--- Data to examine Enclosed Below ---

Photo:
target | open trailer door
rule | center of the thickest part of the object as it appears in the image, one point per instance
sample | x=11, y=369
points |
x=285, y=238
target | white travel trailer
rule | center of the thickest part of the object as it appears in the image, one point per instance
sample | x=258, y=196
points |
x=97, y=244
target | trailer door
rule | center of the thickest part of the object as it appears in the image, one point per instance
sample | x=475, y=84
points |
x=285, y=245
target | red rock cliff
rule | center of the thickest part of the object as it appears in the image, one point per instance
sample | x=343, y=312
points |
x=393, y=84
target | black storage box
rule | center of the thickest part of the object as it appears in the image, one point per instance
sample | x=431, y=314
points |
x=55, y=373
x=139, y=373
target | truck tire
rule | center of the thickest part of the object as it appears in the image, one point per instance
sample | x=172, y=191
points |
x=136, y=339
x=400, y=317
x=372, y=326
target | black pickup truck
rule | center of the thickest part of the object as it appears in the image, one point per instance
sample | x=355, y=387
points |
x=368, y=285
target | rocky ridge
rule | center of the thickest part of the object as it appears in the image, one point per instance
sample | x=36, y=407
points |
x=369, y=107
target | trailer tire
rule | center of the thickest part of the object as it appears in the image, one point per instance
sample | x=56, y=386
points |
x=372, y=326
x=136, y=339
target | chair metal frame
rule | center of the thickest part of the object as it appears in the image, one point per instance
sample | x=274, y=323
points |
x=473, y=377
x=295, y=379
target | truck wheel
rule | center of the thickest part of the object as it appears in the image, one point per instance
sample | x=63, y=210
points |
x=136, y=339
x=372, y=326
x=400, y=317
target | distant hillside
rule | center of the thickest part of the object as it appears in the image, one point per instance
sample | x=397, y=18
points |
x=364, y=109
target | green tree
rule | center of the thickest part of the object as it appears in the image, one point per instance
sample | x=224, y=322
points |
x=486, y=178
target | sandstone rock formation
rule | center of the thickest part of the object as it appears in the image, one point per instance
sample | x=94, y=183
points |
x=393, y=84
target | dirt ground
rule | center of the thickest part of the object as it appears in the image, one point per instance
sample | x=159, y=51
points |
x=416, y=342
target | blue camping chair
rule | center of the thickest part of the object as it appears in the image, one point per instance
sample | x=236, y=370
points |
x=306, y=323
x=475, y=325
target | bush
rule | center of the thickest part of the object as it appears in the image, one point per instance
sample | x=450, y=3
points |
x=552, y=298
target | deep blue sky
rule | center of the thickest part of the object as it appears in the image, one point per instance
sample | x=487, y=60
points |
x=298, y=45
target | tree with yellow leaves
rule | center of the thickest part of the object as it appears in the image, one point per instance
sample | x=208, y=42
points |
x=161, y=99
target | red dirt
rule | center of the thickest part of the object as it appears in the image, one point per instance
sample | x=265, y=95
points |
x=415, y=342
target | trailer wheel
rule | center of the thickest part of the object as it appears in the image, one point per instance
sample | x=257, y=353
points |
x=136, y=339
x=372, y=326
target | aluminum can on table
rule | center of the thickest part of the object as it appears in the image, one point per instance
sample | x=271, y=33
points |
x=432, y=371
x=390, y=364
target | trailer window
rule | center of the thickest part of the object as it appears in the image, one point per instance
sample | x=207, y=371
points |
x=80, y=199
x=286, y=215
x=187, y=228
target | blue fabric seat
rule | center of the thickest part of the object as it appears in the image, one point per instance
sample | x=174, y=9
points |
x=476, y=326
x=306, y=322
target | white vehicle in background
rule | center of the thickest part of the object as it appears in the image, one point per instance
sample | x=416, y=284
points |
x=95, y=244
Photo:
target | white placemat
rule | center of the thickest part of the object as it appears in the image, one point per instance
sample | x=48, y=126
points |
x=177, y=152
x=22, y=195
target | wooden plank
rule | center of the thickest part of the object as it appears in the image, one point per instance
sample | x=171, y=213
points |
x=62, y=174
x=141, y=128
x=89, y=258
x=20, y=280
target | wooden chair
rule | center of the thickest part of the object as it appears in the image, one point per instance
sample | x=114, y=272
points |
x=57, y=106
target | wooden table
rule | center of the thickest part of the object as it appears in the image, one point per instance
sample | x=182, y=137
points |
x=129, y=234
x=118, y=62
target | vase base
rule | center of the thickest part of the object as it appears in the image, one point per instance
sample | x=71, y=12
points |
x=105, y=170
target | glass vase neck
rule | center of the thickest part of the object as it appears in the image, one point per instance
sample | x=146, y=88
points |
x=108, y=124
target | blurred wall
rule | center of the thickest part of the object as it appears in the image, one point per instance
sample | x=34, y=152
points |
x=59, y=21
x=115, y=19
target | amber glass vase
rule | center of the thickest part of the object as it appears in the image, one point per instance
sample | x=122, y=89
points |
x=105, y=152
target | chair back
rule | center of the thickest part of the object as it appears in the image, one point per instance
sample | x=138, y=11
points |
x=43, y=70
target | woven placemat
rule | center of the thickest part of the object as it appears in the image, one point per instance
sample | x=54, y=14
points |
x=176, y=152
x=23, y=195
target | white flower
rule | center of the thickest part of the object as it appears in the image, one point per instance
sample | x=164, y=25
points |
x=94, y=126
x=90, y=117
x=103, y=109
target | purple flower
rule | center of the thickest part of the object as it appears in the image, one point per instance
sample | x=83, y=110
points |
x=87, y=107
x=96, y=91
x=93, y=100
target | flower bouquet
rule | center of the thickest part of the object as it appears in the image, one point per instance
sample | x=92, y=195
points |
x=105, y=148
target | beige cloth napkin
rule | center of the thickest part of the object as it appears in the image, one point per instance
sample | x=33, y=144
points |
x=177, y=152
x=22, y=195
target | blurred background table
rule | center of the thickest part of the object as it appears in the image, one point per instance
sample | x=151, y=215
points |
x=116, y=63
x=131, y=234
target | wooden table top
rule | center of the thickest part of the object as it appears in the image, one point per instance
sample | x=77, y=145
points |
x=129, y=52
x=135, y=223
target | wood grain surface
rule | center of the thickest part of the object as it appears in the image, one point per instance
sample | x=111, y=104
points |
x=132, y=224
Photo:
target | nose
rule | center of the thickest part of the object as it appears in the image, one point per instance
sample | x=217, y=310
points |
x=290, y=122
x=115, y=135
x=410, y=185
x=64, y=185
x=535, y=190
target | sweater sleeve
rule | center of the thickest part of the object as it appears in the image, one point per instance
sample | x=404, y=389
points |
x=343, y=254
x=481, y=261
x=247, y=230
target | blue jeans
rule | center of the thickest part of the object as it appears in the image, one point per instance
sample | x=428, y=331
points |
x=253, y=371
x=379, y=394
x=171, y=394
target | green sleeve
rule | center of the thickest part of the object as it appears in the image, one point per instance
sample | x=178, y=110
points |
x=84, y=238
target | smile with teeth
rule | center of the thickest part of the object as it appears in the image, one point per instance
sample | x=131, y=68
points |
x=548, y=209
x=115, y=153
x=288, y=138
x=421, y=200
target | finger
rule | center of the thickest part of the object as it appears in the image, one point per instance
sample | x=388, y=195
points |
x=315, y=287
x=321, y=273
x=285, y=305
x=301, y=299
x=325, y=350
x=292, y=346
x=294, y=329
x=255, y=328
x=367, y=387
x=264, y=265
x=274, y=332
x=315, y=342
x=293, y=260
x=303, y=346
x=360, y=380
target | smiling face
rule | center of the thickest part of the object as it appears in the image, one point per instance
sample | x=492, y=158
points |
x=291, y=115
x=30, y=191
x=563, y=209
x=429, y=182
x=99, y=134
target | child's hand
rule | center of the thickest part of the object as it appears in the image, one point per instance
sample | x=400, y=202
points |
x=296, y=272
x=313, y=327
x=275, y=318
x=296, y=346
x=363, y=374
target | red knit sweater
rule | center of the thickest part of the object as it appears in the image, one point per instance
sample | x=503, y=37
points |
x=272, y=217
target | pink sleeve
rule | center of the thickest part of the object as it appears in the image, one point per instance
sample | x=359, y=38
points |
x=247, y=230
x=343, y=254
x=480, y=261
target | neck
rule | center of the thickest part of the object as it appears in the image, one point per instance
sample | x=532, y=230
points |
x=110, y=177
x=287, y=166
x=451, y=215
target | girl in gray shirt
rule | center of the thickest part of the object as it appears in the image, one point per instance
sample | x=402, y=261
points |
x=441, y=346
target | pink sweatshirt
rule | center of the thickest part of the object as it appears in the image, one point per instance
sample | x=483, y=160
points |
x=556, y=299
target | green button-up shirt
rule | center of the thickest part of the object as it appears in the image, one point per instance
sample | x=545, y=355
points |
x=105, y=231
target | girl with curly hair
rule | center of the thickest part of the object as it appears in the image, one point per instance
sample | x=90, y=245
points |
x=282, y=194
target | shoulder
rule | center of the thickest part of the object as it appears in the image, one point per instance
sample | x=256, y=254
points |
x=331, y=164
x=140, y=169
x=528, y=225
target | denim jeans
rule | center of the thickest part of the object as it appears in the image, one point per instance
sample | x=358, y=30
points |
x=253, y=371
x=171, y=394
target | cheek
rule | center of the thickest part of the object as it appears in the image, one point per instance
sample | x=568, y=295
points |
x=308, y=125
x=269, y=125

--- End of Enclosed Data to examine ---

### Task to complete:
Starting at the first line of the data above, please restate word for word every line up to and including the one that holds "target | rocky ridge", and add nothing else.

### Result:
Photo:
target | open trailer door
rule | center of the thickest part of the object as it appears in the image, one point per instance
sample | x=11, y=369
points |
x=285, y=238
target | white travel trailer
rule | center of the thickest part of the object as it appears in the image, one point per instance
sample | x=258, y=196
points |
x=97, y=244
target | trailer door
rule | center of the thickest part of the object as it appears in the image, one point per instance
sample | x=475, y=84
points |
x=285, y=245
target | red rock cliff
rule | center of the thickest part of the object as it appears in the image, one point per instance
sample | x=343, y=312
points |
x=393, y=84
target | black storage box
rule | center of the thickest part of the object as it appears in the image, one point per instance
sample | x=431, y=314
points |
x=55, y=373
x=139, y=373
target | truck tire
rule | center of the thickest part of the object as it appears in the image, one point per instance
sample | x=172, y=191
points |
x=136, y=339
x=400, y=317
x=372, y=326
target | black pickup truck
rule | center of the thickest part of the object as it appears in the image, one point per instance
sample | x=355, y=387
points |
x=368, y=285
target | rocky ridge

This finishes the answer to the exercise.